• **Work order**:
From the entries that follow, copy exactly the lines beginning at the line holding "indicate the escalator moving" and continuing through the line holding "indicate the clothing".

• **Supplied records**:
####
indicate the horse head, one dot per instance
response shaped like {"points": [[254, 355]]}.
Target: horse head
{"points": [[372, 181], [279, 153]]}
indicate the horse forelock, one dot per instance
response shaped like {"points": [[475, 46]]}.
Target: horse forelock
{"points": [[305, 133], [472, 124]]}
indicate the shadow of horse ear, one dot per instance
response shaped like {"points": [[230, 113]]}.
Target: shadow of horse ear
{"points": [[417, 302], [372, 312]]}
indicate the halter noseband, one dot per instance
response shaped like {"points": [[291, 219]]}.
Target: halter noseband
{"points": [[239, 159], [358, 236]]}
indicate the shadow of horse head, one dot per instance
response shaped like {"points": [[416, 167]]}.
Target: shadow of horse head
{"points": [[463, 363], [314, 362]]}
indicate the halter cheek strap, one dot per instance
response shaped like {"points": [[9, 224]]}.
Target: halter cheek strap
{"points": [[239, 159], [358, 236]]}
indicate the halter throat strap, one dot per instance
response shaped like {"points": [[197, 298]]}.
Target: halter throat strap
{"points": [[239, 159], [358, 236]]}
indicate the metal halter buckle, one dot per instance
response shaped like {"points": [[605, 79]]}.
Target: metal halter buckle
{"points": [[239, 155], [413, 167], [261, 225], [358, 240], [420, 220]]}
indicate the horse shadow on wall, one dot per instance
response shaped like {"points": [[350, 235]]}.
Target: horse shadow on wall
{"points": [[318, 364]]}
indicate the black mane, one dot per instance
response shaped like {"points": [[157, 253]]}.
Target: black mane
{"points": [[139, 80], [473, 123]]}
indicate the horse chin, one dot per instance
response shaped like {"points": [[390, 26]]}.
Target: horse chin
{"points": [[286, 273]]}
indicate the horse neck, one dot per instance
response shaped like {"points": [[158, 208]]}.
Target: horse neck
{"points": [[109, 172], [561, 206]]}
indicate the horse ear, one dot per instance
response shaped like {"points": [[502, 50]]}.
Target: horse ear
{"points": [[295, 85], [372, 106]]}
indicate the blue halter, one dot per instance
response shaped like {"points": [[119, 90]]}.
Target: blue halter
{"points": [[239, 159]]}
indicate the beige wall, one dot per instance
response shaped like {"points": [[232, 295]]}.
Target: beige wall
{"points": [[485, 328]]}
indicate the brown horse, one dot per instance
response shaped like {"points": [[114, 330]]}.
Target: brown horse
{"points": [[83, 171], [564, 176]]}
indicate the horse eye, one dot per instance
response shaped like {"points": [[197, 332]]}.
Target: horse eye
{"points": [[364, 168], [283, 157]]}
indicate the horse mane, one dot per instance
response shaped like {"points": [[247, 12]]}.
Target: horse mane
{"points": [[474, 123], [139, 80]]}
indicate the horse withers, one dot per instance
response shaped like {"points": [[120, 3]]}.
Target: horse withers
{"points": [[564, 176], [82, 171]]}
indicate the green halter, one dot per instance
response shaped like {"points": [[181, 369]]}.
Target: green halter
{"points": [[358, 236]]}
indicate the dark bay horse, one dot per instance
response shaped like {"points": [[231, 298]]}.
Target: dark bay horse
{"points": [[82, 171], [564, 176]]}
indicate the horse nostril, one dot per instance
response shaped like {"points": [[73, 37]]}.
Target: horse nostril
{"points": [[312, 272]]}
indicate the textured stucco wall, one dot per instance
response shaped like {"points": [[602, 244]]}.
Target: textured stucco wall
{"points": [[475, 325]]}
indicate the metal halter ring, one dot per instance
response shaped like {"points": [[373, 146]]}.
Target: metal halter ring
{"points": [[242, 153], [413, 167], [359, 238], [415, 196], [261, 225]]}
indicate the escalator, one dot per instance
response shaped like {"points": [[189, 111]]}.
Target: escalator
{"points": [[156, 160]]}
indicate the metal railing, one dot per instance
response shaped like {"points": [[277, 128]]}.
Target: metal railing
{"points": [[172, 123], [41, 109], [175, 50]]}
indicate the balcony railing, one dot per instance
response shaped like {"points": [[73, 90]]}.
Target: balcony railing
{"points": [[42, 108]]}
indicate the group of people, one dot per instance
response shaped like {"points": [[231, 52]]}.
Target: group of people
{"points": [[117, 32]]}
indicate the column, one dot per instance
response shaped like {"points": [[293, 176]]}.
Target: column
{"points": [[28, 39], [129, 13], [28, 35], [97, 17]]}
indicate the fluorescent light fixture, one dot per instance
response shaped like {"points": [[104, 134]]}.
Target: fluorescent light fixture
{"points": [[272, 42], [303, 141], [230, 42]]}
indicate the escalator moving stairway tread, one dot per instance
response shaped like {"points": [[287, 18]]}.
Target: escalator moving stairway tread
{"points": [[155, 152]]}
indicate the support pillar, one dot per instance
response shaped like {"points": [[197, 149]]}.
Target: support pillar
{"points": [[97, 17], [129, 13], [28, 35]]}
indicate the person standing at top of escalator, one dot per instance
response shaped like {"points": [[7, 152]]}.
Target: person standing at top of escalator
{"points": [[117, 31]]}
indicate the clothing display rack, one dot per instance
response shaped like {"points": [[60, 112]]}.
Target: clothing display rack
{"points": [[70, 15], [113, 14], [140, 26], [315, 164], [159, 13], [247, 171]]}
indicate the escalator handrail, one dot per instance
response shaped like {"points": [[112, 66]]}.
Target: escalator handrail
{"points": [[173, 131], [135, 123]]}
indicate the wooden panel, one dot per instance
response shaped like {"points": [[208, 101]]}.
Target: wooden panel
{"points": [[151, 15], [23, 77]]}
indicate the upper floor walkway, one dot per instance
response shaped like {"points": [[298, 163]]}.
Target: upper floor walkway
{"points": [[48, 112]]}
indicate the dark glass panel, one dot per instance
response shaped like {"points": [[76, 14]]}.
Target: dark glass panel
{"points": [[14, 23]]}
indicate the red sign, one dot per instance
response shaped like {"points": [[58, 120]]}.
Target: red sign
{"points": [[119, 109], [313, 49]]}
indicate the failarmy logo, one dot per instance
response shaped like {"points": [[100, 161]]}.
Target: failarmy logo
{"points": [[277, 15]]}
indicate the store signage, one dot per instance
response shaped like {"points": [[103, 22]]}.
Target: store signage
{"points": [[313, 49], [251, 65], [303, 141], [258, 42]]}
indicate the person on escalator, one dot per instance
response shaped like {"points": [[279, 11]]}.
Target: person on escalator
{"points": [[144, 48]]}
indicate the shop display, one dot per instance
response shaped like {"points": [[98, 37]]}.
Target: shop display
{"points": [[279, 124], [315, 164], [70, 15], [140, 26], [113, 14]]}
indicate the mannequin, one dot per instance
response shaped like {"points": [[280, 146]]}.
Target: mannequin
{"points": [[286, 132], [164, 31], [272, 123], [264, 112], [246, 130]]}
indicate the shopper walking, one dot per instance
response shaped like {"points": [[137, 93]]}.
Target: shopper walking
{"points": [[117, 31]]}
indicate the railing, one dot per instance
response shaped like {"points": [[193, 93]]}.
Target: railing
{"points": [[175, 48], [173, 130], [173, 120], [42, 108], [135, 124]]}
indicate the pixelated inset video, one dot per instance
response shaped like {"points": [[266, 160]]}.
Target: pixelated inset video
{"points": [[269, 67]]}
####
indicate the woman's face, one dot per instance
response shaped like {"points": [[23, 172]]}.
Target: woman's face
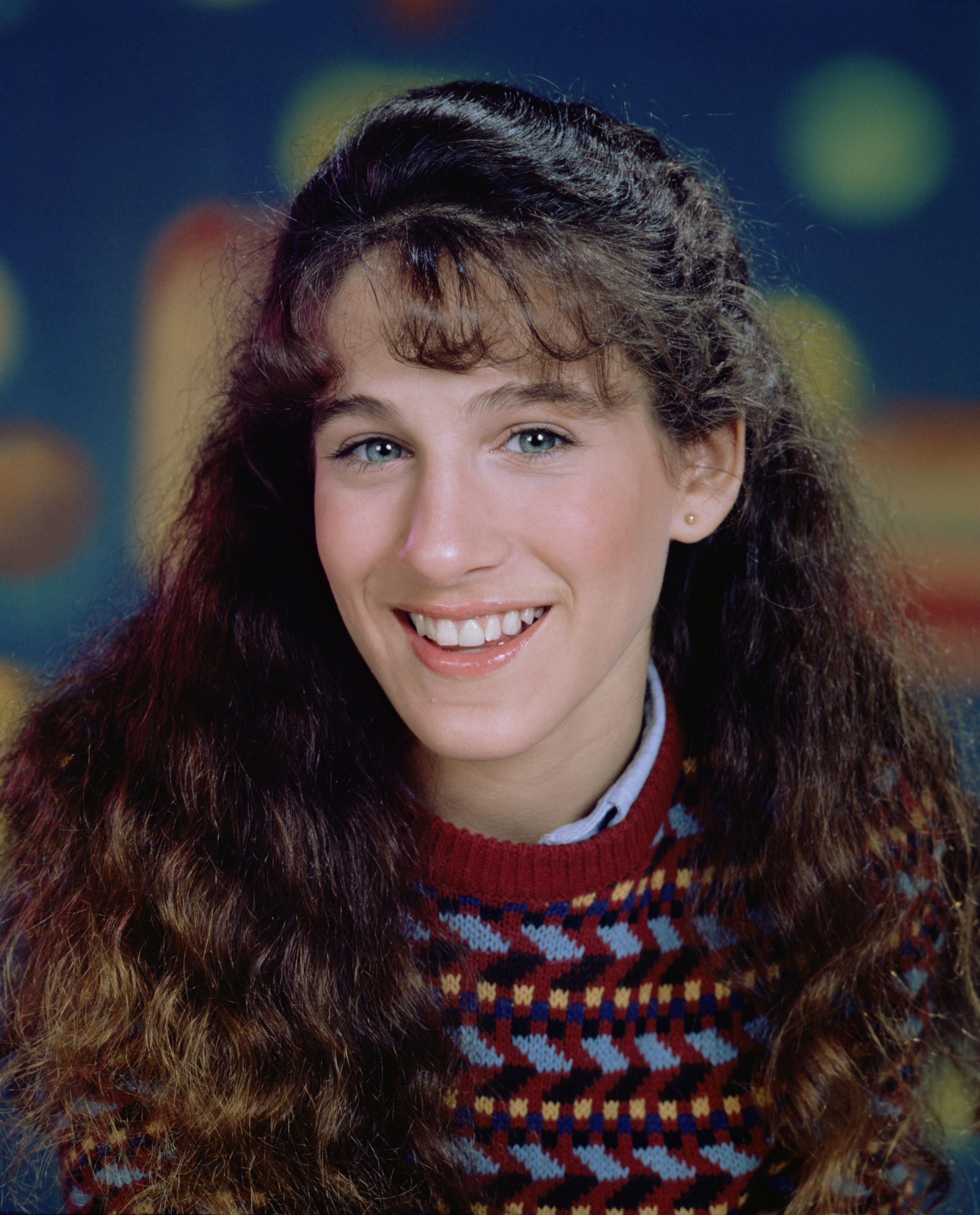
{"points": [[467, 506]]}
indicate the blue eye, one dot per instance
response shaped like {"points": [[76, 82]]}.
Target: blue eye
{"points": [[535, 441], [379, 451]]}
####
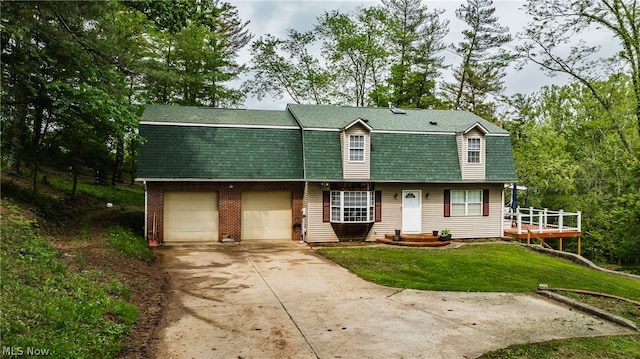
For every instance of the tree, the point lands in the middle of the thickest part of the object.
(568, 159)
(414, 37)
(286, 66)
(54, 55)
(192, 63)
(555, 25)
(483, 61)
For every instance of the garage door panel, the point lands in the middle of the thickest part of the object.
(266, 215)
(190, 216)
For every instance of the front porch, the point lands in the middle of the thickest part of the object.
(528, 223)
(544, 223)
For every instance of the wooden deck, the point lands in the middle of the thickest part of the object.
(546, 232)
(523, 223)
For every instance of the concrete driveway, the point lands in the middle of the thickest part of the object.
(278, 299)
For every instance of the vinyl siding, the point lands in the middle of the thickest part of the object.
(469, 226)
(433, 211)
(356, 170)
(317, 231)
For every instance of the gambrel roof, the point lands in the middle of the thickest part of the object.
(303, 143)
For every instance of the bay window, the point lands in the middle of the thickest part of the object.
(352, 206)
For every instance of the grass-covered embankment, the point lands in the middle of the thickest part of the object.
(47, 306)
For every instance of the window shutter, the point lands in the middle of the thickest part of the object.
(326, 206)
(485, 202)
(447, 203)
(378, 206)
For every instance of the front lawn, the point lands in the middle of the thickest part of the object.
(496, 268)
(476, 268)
####
• **Result**:
indicate the escalator moving stairway tread, one dot per instance
response shaped like {"points": [[287, 18]]}.
Target: escalator moving stairway tread
{"points": [[155, 152]]}
indicate the support pillar, one dot per instance
response shaped like {"points": [[197, 149]]}.
Target: support pillar
{"points": [[97, 17], [129, 13], [28, 35]]}
indicate the person standing at top of escalator, one dot per instance
response shaped like {"points": [[7, 152]]}.
Target: person standing at top of escalator
{"points": [[117, 31]]}
indicate the clothing display rack, one dot per instance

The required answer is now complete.